**Verilen metin:**
Toplumun refahını geliştirici özelliği olan diğer Talmudik ilke ise, “Kofin al midat S’dom” olarak ifade edilmektedir. Kofin al midat S’dom, kısacası kişinin kendi yasal hakkından başkası lehine vazgeçmesi anlamına gelmektedir. Şu şekilde yorumlanmaktadır: “A şahsı yasal bir hakka sahip olsun, B bu hakkı ihlal ettiği halde A’nın hiçbir kaybı olmamaktadır, fakat B fayda sağlamaktadır ve böylece A’nın yasal hakkının ihlalline izin verilmektedir.” Başka bir ifade ile, Talmudik yasa, Kofin ilkesini işleterek B’nin faydasına A’yı yasal bir hakkından feragat etmeye zorlamaktadır. Kofin ilkesi, yasal ve ahlâki bir ilke olarak Yahudi kaynaklarında kabul edilmekte ve modern ekonomide önemli ölçüde uygulanmaktadır (Pava, 1998: 207-208).

Bir veri kaynağından alınan kayıtlar
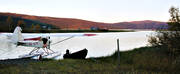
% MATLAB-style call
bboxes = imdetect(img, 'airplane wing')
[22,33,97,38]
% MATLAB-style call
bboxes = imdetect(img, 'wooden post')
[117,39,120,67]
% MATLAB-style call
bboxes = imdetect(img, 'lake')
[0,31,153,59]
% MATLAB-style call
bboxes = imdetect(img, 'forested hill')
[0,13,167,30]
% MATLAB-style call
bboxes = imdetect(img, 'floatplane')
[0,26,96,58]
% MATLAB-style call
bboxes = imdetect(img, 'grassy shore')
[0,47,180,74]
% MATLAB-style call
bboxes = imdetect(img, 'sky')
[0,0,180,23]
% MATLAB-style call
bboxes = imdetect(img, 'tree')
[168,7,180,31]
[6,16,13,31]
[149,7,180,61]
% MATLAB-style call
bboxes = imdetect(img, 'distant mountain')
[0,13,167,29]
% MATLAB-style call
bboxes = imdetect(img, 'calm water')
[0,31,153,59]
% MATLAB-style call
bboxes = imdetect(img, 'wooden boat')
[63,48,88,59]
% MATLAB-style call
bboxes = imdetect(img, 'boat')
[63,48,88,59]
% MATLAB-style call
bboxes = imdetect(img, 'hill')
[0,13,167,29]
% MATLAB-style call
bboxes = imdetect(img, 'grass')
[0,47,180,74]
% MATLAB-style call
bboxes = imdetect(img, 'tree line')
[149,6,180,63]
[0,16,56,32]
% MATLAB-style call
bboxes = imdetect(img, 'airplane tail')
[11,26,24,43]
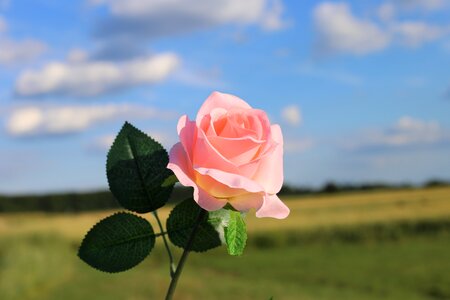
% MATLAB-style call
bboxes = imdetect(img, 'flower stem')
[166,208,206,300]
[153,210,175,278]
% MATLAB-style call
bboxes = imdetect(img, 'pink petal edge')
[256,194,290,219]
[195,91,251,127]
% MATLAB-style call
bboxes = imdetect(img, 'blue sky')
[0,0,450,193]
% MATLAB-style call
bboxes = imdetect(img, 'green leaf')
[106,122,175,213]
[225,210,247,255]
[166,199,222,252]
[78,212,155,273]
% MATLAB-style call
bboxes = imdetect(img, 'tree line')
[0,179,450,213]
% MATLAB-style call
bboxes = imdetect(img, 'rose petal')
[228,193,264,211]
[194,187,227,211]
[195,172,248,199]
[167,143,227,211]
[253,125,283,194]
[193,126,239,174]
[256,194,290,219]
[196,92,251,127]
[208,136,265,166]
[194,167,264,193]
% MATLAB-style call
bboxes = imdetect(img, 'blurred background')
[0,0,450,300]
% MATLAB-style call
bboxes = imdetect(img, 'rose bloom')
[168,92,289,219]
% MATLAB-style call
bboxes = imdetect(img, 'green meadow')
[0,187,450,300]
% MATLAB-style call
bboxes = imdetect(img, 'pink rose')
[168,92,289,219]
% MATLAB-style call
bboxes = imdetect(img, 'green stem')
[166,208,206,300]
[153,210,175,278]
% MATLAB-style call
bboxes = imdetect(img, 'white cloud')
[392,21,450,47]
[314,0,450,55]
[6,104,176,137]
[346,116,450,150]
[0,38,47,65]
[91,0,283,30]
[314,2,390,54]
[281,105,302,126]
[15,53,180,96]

...

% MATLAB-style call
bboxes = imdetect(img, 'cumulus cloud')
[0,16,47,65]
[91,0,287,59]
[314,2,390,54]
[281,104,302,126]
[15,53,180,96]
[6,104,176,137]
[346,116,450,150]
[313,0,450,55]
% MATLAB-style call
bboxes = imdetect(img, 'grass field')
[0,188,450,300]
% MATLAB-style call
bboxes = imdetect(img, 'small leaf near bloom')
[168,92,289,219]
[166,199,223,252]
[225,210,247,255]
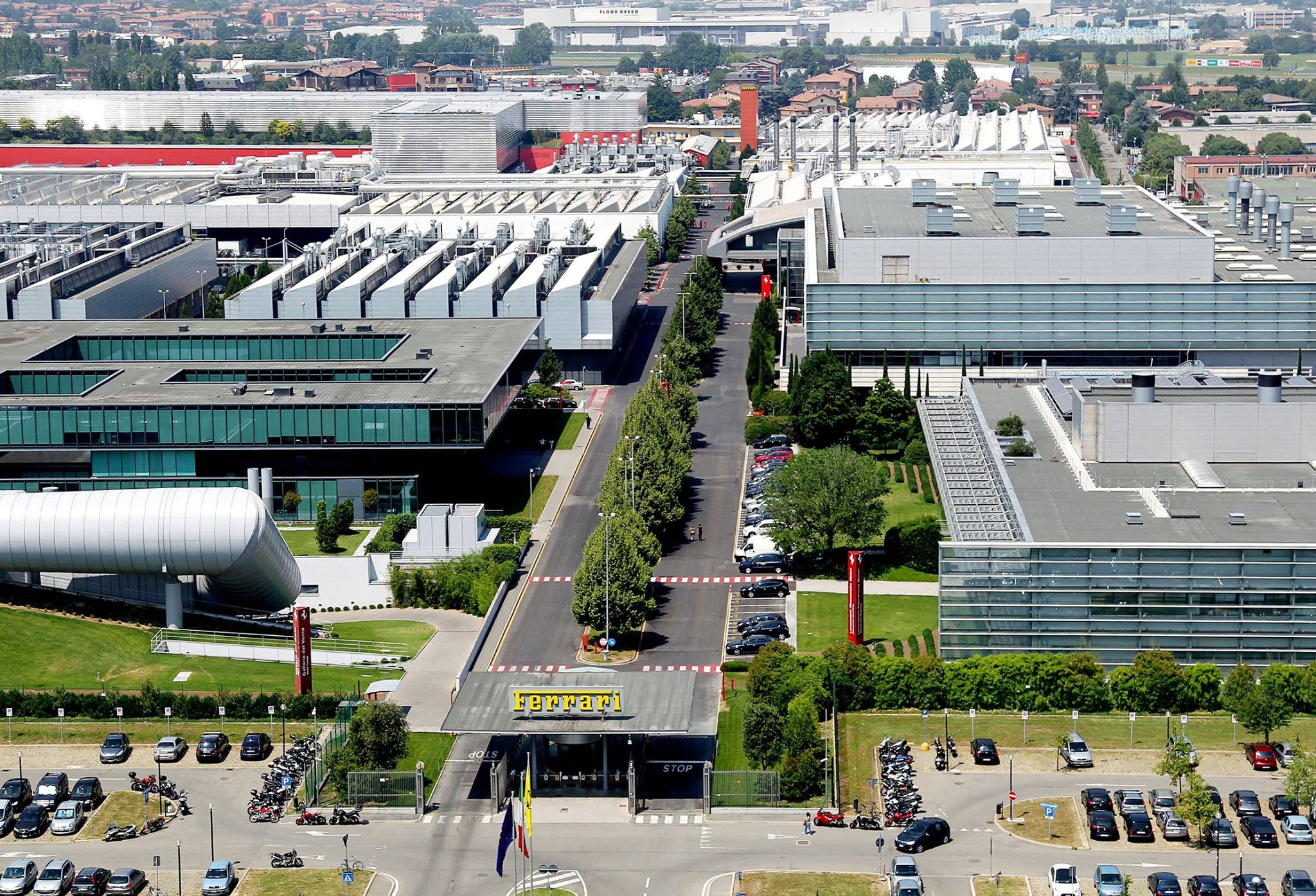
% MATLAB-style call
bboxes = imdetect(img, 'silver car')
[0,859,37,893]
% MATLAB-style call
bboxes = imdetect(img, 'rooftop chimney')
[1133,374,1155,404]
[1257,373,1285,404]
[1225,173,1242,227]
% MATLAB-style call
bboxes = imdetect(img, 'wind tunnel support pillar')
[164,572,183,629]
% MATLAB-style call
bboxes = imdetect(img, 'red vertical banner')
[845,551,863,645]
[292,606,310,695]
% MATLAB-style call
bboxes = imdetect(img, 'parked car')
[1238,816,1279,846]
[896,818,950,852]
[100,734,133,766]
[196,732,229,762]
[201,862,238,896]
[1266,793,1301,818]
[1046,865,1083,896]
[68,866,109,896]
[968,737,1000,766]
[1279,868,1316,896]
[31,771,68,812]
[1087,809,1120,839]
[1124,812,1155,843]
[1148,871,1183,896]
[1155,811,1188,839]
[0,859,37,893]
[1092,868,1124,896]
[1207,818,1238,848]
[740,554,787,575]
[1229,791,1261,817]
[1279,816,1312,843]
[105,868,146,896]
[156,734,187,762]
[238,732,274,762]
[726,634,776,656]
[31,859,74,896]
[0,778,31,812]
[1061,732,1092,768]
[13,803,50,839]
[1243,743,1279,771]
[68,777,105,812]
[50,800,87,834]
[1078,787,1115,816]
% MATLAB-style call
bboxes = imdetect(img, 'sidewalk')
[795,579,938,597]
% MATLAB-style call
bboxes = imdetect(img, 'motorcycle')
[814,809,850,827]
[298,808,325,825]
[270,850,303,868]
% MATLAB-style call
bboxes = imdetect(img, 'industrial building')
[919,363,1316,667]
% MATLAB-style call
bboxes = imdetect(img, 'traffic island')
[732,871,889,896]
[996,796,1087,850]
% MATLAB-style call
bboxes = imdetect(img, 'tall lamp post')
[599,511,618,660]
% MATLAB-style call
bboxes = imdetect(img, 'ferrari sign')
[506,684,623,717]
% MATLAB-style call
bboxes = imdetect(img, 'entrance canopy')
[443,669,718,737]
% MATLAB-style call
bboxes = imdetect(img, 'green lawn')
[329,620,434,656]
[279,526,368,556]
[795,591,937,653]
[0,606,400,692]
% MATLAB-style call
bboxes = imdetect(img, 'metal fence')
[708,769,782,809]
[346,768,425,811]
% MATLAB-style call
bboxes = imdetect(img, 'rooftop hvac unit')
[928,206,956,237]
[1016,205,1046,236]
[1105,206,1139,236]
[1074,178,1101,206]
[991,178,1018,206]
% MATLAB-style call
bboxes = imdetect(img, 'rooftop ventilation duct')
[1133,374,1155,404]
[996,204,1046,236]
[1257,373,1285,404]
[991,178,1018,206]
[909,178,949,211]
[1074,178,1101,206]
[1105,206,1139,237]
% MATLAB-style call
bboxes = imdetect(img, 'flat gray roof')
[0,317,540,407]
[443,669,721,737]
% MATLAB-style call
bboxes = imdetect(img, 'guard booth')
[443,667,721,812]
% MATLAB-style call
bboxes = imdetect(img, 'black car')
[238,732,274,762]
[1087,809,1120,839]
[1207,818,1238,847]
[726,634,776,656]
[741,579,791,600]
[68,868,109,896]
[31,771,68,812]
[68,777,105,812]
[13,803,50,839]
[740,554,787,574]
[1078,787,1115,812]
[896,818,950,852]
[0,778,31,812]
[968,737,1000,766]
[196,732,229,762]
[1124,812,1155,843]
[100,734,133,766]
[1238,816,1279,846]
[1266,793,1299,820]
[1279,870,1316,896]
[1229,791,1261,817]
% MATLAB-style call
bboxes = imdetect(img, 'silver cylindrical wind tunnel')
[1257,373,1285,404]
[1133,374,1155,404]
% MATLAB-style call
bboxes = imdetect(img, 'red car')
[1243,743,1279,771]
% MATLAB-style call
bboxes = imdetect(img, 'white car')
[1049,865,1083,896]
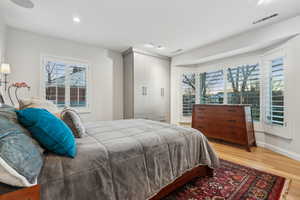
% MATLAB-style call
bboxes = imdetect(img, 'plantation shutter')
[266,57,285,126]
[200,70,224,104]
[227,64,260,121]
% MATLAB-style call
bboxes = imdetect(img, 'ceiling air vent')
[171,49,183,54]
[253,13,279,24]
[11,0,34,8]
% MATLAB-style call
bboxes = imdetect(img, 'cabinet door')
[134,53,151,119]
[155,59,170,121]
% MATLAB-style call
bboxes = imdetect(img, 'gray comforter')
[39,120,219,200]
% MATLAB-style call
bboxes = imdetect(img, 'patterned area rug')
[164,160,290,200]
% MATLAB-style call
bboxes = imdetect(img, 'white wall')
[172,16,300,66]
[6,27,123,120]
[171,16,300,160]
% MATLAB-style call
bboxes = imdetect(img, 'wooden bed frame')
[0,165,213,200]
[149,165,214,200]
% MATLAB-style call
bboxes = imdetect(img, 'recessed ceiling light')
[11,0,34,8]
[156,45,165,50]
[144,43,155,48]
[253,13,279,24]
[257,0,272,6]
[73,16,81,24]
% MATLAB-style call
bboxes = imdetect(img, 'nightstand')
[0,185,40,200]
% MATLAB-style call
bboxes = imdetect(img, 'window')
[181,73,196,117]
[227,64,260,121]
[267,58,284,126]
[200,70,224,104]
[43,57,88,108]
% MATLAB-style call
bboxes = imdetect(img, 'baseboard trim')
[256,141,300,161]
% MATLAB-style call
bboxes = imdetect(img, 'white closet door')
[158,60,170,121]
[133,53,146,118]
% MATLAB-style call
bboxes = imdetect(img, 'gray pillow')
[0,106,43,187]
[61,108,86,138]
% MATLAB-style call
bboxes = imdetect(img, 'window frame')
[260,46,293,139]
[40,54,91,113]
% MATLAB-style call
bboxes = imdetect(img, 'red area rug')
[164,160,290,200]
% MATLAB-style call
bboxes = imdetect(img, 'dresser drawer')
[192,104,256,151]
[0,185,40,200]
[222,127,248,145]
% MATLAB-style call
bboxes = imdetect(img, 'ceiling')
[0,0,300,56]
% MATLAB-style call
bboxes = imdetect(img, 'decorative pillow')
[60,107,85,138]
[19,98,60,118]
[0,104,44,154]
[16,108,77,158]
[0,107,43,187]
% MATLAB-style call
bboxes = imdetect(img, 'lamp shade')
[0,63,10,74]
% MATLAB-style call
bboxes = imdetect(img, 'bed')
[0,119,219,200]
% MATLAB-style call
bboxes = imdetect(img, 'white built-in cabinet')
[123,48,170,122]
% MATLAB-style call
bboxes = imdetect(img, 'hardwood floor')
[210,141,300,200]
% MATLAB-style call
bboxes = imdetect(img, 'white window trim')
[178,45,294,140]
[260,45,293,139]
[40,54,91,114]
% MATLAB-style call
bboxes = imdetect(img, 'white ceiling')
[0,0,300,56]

**Görev ayrıntıları:** Kofin ilkesini anlatan metinde "Toplumun refahını geliştirici" ile "(Pava, 1998: 207-208)." arasındaki bölümü, bu iki ifade de dahil olmak üzere hiçbir değişiklik yapmadan yazın.

**Çıktı:**
Toplumun refahını geliştirici özelliği olan diğer Talmudik ilke ise, “Kofin al midat S’dom” olarak ifade edilmektedir. Kofin al midat S’dom, kısacası kişinin kendi yasal hakkından başkası lehine vazgeçmesi anlamına gelmektedir. Şu şekilde yorumlanmaktadır: “A şahsı yasal bir hakka sahip olsun, B bu hakkı ihlal ettiği halde A’nın hiçbir kaybı olmamaktadır, fakat B fayda sağlamaktadır ve böylece A’nın yasal hakkının ihlalline izin verilmektedir.” Başka bir ifade ile, Talmudik yasa, Kofin ilkesini işleterek B’nin faydasına A’yı yasal bir hakkından feragat etmeye zorlamaktadır. Kofin ilkesi, yasal ve ahlâki bir ilke olarak Yahudi kaynaklarında kabul edilmekte ve modern ekonomide önemli ölçüde uygulanmaktadır (Pava, 1998: 207-208).